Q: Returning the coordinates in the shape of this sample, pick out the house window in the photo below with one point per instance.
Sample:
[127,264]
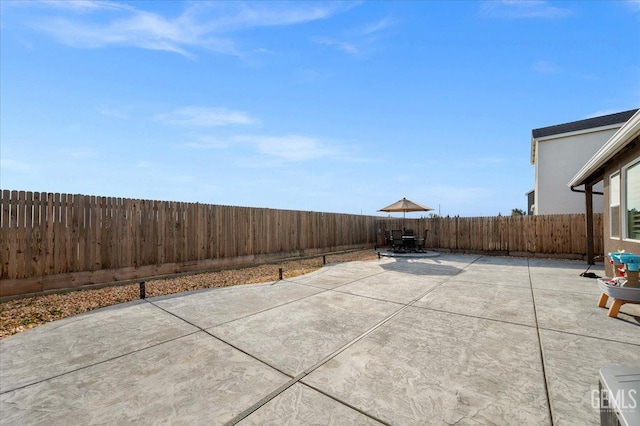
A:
[632,201]
[614,205]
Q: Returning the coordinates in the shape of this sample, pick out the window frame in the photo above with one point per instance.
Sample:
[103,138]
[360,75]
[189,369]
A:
[623,199]
[616,174]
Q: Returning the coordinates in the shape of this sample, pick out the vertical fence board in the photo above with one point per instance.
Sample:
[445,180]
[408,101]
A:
[44,234]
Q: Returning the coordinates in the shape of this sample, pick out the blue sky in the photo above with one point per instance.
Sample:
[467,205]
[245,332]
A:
[337,106]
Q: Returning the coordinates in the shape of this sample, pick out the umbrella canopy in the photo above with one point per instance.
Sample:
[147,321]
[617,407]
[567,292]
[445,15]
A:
[404,206]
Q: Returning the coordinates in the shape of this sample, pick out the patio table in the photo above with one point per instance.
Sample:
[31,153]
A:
[409,242]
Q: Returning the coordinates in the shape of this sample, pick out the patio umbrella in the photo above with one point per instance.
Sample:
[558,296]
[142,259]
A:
[405,206]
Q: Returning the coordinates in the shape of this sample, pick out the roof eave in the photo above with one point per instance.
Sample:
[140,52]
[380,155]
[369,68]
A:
[626,133]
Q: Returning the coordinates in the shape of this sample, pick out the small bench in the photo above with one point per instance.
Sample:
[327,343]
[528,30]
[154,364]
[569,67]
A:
[620,295]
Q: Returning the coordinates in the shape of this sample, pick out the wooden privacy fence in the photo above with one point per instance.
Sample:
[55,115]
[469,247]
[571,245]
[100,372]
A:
[54,241]
[549,235]
[50,242]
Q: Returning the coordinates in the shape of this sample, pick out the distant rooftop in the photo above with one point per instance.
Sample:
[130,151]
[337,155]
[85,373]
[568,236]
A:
[589,123]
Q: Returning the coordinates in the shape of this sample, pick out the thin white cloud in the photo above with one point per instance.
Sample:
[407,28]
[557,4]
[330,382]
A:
[482,162]
[523,9]
[358,40]
[207,142]
[202,25]
[340,45]
[376,27]
[197,116]
[546,67]
[18,166]
[292,147]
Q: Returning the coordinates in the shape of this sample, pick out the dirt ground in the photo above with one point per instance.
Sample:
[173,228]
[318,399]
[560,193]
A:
[22,314]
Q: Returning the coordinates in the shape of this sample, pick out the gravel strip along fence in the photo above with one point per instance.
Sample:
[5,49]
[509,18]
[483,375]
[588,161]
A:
[22,314]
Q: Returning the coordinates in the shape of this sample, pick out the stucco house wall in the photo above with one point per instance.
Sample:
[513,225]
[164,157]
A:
[612,244]
[558,159]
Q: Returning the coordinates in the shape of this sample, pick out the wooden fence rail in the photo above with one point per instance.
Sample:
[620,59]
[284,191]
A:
[51,241]
[548,235]
[56,241]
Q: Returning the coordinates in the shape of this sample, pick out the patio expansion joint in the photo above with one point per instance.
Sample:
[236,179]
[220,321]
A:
[443,311]
[541,351]
[103,361]
[332,355]
[603,339]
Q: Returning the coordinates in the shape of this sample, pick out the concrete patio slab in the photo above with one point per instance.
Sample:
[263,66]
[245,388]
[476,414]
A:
[426,367]
[296,336]
[572,364]
[578,313]
[301,405]
[405,288]
[391,341]
[207,309]
[195,379]
[471,275]
[503,303]
[75,342]
[572,284]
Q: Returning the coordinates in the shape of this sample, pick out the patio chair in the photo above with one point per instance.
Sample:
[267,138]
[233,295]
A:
[396,240]
[420,242]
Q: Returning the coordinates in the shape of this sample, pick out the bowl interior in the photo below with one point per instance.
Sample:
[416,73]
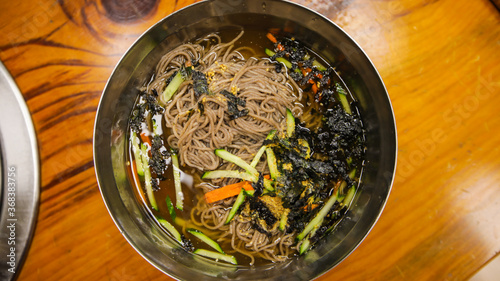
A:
[315,31]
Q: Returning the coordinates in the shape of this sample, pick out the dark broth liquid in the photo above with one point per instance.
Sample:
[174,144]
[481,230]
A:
[190,177]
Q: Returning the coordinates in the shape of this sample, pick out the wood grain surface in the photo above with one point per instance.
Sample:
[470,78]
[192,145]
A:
[440,61]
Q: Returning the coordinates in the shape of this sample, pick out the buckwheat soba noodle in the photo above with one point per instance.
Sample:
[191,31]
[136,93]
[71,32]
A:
[246,155]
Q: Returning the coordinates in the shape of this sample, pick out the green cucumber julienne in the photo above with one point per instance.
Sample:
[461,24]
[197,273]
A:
[200,235]
[290,123]
[147,177]
[224,154]
[136,150]
[174,84]
[216,256]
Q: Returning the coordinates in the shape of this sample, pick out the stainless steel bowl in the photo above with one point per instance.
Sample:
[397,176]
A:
[135,68]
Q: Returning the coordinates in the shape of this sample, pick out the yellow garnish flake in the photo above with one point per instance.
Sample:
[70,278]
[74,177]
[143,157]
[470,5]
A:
[234,90]
[287,166]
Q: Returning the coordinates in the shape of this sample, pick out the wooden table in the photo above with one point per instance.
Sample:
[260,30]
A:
[440,61]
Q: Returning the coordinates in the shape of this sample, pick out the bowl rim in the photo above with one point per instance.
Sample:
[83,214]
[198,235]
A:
[96,154]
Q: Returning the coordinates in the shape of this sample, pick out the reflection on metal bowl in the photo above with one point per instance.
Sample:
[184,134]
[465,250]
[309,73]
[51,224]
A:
[319,34]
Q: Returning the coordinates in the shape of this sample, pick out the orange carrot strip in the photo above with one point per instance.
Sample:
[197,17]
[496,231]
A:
[271,37]
[315,88]
[227,191]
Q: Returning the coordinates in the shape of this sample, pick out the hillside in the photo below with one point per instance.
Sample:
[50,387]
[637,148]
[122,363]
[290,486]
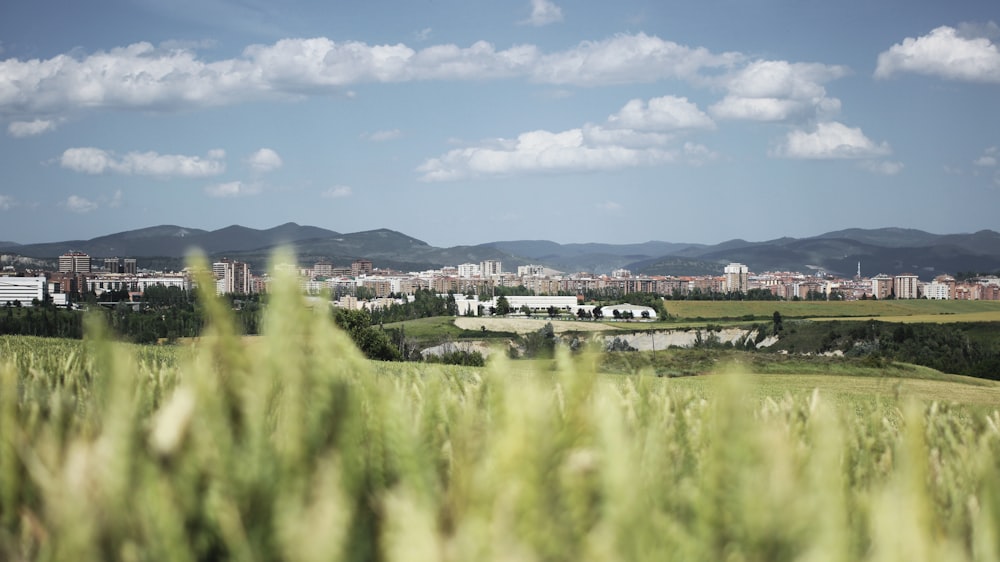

########

- [Exercise goal]: Find the word "strip" in the material, then list each line that holds it.

- [Output for this exercise]:
Q: Returning the coordinates in the shape of this sample, pick out the gravel strip along fence in the photo above with one point per instance.
Q: Returning the coordinates in the shape of this sample, pick out the orange carrot strip in the photo above with one point per instance.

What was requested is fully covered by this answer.